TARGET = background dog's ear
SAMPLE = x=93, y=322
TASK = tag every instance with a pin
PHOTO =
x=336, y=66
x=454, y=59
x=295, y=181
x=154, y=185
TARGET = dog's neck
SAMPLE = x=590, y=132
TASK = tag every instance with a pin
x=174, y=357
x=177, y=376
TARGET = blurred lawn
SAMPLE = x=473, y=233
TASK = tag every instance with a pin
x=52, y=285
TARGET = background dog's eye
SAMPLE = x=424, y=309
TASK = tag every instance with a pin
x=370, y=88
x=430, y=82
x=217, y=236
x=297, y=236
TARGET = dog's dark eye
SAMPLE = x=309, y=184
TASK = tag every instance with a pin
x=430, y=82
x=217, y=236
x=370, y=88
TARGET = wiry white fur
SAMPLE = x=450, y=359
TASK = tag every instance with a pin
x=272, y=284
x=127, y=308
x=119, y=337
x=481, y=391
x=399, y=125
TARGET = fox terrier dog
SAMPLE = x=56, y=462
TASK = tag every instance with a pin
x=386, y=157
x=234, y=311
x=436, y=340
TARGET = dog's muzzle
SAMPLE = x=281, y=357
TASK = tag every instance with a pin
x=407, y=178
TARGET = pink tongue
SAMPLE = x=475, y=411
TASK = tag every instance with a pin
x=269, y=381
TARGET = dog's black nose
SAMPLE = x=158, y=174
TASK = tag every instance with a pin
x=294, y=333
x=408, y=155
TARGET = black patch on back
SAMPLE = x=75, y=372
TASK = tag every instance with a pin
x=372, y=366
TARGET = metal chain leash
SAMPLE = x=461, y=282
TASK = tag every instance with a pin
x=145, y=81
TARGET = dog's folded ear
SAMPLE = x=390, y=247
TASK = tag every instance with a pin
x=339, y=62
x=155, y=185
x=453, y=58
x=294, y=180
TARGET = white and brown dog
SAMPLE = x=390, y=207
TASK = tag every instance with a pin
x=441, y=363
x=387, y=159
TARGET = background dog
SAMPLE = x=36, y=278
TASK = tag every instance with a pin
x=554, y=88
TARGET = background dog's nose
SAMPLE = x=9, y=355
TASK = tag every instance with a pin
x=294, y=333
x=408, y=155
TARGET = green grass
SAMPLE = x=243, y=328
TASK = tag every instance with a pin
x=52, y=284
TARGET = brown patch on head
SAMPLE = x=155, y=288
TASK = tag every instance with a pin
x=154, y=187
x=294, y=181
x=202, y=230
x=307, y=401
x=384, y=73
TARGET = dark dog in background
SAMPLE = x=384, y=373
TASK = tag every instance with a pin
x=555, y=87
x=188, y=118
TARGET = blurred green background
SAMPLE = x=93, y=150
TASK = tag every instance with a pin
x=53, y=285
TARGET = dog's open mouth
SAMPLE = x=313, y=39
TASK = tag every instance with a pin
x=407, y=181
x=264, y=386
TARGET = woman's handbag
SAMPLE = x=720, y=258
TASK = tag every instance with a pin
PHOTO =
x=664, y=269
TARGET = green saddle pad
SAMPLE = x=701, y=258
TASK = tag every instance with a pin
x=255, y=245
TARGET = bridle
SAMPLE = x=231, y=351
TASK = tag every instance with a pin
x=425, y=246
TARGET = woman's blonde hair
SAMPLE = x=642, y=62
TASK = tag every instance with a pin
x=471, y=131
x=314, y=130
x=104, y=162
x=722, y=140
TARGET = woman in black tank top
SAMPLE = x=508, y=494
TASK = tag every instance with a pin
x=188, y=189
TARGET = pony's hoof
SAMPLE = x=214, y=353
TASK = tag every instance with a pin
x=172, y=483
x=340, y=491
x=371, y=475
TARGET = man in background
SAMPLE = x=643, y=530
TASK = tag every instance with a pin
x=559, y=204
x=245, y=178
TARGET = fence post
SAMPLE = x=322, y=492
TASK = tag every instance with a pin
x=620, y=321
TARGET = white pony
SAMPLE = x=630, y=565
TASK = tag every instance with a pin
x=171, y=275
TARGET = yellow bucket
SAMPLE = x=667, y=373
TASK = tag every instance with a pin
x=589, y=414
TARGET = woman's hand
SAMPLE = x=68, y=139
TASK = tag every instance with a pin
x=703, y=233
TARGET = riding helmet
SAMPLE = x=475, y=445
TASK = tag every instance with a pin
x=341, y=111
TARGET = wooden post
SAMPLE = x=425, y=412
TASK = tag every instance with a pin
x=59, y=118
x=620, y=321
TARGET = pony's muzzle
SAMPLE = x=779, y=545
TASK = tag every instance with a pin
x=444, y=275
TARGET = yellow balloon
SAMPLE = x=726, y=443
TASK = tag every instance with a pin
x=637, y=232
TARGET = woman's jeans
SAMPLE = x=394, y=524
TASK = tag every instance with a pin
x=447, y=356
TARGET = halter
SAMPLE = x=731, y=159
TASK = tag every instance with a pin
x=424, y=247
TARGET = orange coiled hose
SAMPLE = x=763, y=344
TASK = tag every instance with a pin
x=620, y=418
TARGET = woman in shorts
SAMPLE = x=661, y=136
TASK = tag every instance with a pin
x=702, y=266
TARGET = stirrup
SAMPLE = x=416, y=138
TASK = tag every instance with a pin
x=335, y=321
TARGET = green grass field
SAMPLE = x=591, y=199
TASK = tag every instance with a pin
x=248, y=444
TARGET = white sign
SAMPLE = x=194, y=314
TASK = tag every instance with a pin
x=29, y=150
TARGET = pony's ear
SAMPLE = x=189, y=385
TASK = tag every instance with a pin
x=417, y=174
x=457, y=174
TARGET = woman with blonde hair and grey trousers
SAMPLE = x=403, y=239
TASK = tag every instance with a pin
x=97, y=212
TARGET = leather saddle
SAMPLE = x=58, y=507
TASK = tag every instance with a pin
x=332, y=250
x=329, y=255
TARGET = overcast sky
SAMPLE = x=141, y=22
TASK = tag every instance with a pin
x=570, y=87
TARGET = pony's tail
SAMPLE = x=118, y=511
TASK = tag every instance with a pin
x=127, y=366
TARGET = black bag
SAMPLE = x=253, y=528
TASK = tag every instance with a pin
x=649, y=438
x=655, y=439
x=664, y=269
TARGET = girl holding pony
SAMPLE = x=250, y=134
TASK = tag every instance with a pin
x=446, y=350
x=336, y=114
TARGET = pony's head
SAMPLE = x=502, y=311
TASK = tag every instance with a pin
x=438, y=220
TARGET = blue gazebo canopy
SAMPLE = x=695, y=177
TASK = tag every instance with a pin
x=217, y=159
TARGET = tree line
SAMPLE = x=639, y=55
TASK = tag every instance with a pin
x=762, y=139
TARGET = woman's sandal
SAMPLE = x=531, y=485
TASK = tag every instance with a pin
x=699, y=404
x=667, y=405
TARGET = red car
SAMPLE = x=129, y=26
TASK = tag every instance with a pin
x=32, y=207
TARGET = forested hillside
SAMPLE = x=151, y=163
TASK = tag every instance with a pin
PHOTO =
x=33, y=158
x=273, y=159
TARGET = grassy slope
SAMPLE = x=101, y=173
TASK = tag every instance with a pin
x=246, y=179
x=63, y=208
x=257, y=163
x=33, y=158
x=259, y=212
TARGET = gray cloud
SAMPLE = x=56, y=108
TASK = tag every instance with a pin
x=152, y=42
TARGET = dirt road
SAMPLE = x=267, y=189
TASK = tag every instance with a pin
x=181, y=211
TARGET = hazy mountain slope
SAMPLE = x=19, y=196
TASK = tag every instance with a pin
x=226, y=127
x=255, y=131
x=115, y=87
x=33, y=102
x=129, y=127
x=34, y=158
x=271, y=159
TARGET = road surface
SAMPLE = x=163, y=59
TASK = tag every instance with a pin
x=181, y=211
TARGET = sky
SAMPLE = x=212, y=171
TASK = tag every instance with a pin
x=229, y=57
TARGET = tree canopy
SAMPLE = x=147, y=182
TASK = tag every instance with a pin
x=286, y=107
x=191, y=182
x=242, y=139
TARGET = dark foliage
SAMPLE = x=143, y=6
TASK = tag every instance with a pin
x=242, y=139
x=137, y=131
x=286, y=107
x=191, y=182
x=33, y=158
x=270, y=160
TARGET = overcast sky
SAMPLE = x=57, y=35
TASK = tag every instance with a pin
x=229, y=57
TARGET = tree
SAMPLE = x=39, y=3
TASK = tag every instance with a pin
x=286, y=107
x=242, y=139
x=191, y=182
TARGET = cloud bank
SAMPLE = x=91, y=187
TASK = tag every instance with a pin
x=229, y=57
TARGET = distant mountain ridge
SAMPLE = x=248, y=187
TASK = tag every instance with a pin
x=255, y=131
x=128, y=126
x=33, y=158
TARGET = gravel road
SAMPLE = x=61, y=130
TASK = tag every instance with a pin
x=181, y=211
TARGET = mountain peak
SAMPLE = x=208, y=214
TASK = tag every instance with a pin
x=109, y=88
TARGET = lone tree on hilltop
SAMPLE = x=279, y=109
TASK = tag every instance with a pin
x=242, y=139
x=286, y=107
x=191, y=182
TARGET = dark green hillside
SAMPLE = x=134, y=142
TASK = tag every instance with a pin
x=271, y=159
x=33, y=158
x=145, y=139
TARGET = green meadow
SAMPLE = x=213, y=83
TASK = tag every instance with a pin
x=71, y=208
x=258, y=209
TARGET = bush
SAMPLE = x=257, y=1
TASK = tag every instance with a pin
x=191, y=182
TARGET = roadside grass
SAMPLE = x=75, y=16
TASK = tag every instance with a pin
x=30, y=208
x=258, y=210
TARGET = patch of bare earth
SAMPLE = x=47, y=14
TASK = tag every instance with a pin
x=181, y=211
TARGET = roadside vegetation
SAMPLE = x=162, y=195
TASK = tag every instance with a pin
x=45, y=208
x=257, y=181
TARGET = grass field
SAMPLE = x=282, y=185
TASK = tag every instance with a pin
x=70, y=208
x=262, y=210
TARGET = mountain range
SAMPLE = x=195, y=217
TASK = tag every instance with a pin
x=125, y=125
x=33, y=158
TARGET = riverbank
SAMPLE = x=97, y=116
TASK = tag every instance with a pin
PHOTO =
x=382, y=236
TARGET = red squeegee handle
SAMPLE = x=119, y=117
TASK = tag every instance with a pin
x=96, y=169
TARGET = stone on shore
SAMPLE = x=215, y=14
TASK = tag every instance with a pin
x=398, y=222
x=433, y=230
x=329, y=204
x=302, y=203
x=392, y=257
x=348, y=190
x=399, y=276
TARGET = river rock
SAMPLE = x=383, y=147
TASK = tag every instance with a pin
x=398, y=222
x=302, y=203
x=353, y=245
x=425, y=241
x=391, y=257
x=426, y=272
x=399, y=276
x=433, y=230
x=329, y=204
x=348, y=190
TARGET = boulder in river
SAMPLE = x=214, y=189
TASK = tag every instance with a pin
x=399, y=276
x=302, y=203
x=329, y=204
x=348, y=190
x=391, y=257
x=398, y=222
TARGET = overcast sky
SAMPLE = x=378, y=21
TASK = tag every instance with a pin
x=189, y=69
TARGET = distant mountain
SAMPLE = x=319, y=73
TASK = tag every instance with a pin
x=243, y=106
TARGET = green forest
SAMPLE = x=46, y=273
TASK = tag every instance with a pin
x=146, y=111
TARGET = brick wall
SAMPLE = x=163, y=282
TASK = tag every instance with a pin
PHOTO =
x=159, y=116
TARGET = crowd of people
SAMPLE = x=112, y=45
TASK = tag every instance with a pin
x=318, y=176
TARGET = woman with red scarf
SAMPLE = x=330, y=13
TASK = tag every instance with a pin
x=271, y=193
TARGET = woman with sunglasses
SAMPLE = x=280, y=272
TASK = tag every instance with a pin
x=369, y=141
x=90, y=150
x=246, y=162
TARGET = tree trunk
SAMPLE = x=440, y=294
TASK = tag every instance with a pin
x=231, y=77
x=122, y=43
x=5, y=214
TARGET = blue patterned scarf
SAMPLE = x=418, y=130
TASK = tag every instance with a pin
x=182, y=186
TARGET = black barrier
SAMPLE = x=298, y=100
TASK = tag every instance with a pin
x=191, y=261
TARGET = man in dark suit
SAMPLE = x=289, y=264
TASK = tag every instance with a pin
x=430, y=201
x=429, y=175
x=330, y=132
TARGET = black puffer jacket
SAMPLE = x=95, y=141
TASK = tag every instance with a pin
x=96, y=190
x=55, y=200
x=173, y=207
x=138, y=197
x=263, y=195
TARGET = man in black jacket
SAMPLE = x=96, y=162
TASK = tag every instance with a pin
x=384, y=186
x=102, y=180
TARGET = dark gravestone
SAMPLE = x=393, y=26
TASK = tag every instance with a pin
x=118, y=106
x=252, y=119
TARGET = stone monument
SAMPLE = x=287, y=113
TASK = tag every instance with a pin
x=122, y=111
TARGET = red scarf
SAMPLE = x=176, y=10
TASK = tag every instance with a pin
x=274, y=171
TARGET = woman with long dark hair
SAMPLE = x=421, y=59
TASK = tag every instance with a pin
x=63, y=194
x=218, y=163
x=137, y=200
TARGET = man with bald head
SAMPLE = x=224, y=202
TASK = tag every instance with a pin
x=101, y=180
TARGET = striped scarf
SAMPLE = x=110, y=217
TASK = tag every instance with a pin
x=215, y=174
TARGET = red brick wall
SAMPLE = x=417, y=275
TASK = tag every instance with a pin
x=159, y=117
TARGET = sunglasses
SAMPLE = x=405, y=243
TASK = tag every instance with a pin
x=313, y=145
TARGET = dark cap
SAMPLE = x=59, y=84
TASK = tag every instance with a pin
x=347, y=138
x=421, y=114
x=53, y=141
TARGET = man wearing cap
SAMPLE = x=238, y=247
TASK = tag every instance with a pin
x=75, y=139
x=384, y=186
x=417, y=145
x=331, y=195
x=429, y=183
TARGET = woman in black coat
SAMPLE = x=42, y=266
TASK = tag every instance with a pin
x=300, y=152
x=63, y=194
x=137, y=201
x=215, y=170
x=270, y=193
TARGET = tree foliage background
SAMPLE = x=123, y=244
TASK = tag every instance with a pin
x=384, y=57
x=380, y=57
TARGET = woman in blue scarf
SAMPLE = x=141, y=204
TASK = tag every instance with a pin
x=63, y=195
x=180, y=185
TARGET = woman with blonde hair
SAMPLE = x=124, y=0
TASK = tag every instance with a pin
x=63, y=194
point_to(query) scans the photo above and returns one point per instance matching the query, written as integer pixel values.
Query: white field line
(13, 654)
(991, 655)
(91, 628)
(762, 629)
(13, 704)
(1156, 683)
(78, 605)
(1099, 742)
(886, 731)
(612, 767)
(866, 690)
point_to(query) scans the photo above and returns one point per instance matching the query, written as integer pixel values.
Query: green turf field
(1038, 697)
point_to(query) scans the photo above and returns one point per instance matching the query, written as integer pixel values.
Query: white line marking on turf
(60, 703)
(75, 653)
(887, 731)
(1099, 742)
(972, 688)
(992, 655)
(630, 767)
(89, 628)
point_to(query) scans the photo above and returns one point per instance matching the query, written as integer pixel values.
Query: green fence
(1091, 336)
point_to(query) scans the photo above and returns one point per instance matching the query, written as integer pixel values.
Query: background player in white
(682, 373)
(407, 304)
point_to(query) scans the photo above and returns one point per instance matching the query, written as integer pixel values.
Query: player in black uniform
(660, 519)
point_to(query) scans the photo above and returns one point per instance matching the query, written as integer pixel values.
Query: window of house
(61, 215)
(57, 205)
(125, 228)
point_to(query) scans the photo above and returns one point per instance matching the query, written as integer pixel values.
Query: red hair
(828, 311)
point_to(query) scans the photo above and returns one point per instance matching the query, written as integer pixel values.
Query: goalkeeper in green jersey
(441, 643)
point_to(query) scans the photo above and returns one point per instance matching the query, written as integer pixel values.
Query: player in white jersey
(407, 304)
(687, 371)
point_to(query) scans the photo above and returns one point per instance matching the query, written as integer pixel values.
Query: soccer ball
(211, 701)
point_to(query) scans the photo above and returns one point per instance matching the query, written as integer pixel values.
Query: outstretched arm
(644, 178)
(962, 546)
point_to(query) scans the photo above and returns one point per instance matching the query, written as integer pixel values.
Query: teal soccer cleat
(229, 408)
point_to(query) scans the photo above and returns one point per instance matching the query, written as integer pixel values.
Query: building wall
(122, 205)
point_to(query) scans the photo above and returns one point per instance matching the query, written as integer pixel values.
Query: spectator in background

————————

To do
What you return should consist solely of the lines from the one containing "Query: soccer ball" through the end of the entries above, reproduced exactly.

Exercise answer
Query: soccer ball
(211, 701)
point_to(query) scans the photo above and returns one point per instance matching the query, written as integer pixel values.
Query: outstretched arm
(644, 178)
(962, 546)
point_to(query) scans the photo above and returns one point per instance matching the query, written as integer pixel values.
Query: teal soccer cleat
(229, 408)
point_to(query) scans the photo above and returns one point per instance matching the query, written as integer pixel values.
Query: building wall
(122, 205)
point_to(query) scans the photo above and returns one point per instance matching the query, written as integer pixel values.
Query: spectator in background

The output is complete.